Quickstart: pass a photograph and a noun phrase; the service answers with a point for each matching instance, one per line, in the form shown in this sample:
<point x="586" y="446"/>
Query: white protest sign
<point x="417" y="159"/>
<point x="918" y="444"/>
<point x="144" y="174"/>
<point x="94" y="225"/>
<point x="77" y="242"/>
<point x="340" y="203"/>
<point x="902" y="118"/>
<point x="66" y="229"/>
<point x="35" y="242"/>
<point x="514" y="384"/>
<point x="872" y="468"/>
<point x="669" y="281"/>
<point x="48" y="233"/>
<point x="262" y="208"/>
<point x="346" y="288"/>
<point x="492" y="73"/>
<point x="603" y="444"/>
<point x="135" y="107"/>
------------------------------------------------
» **EXERCISE TASK**: Reproduce every one of the records above line for line, with no changes.

» **FINISHED TASK**:
Quickstart: pass a photograph and a noun phrase; the service answers with a point for each matching instance, one per line, in the form shown in this sample:
<point x="586" y="446"/>
Query: white protest sign
<point x="417" y="159"/>
<point x="918" y="444"/>
<point x="144" y="174"/>
<point x="94" y="225"/>
<point x="77" y="242"/>
<point x="340" y="203"/>
<point x="902" y="118"/>
<point x="66" y="229"/>
<point x="35" y="242"/>
<point x="514" y="384"/>
<point x="872" y="468"/>
<point x="669" y="281"/>
<point x="48" y="233"/>
<point x="262" y="208"/>
<point x="346" y="288"/>
<point x="492" y="73"/>
<point x="603" y="444"/>
<point x="135" y="107"/>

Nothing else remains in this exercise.